Espaces urbains dans
le roman de la diaspora haïtienne / Lucienne Nicolas. -
Paris : L'Harmattan, 2002. - 304 p. ; 22 cm.
- (Critiques littéraires).
ISBN 2-7475-3047-7
|
NOTE DE L'ÉDITEUR : La littérature de la diaspora
haïtienne voit le jour avec le départ forcé
de nombreux intellectuels, notamment vers l'Europe, l'Afrique
et l'Amérique du Nord à partir des années
1960. L'arrivée dans le nouveau milieu nourrit un imaginaire
urbain qui prend de plus en plus de place dans l'écriture
des romanciers. Par sa configuration, les signes qui lui sont
propres et les différences culturelles qui la séparent
du lieu d'origine, la ville d'accueil est une révélatrice
de l'exil et de l'identité. Le rapport ainsi établi
avec l'espace urbain est double : d'une part, la ville de
la migration est lue, habitée, réinventée
à la lumière de la perte de la ville d'origine,
d'autre part, la dimension symbolique et fictive de cette ville
haïtienne se trouve accrue ou ravivée au contact
de la ville européenne ou nord-américaine.
Cet essai se présente
comme un parcours de lecture à travers des œuvres romanesques
d'écrivains nés en Haïti, mais qui écrivent
à l'extérieur de leur pays d'origine : Jean
Métellus, René Depestre, Jean-Claude Charles, Gérard
Étienne, Dany Laferrière et Émile Ollivier.
Chaque chapitre, conçu comme une monographie, contient
un aperçu de la biographie de l'auteur étudié
et une analyse qui suit à la trace l'évolution
de sa pensée et de sa vision de l'espace urbain.
La conclusion comprend une synthèse
des principales étapes de cette étude. De plus,
elle met en lumière des points de convergence malgré
la grande diversité qui existe entre les auteurs. Finalement,
elle pose la question de l'avenir de la littérature de
la diaspora haïtienne. Lucienne Nicolas est née à Jacmel (Haïti) et vit
à Montréal depuis une trentaine d'années.
Elle détient un doctorat en Études françaises
de l'Université de Montréal et enseigne le français
et la littérature au collège de Bois-de-Boulogne.

Liste des tâches
(a) Répondez aux questions suivantes d'après la notice.
(i) À partir de quelles années la littérature de la diaspora haïtienne voit-elle le jour ?
(ii) Que contient chaque chapitre de l'essai ?
(iii) Où Lucienne Nicolas est-elle née ?
(b) Reproduisez à l'identique le passage de la notice qui commence par les mots contenant « Chaque chapitre, conçu » et finit par « de l'espace urbain. ».

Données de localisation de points
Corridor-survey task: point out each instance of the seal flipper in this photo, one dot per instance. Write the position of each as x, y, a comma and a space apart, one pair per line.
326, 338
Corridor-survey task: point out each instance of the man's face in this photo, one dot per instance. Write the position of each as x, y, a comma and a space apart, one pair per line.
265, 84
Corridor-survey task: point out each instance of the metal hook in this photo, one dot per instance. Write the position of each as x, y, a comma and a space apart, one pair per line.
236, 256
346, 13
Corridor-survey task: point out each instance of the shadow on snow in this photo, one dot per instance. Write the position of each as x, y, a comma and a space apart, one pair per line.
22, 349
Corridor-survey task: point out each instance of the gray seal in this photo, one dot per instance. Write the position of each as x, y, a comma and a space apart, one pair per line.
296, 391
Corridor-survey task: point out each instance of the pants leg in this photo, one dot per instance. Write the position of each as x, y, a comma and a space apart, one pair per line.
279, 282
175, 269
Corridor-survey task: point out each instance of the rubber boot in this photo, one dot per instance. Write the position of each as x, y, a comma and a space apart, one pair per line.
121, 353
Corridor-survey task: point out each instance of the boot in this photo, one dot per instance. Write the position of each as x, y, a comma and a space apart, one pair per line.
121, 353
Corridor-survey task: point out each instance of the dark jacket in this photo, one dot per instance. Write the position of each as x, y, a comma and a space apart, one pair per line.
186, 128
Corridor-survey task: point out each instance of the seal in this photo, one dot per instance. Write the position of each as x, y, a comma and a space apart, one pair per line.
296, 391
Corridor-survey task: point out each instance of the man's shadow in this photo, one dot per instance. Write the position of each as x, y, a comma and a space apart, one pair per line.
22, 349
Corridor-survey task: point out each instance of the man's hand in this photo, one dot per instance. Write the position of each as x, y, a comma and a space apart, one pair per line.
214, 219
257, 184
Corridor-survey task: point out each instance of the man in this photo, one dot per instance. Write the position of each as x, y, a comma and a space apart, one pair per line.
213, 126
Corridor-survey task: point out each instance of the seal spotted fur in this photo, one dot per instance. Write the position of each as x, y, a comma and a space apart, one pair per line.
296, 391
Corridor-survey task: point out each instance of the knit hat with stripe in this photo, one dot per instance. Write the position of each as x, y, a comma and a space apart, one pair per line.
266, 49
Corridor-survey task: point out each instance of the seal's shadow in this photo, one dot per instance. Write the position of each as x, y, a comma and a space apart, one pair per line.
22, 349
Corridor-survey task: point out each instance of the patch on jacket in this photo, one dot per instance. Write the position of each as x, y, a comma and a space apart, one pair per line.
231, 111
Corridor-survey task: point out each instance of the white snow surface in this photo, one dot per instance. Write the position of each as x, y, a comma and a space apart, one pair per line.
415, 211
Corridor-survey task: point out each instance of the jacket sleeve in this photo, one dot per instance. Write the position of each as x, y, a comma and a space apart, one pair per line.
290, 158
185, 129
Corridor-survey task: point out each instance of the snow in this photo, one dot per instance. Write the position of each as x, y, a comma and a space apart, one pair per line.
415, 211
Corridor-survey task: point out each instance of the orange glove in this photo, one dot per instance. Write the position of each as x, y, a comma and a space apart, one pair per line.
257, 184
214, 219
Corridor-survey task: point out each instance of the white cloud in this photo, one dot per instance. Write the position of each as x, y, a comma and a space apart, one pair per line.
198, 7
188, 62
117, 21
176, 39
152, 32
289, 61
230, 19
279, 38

Réponses dans l'ordre
(a)
(i) À partir des années 1960.
(ii) Un aperçu de la biographie de l'auteur étudié et une analyse qui suit à la trace l'évolution de sa pensée et de sa vision de l'espace urbain.
(iii) À Jacmel (Haïti).

(b)
Chaque chapitre, conçu comme une monographie, contient
un aperçu de la biographie de l'auteur étudié
et une analyse qui suit à la trace l'évolution
de sa pensée et de sa vision de l'espace urbain.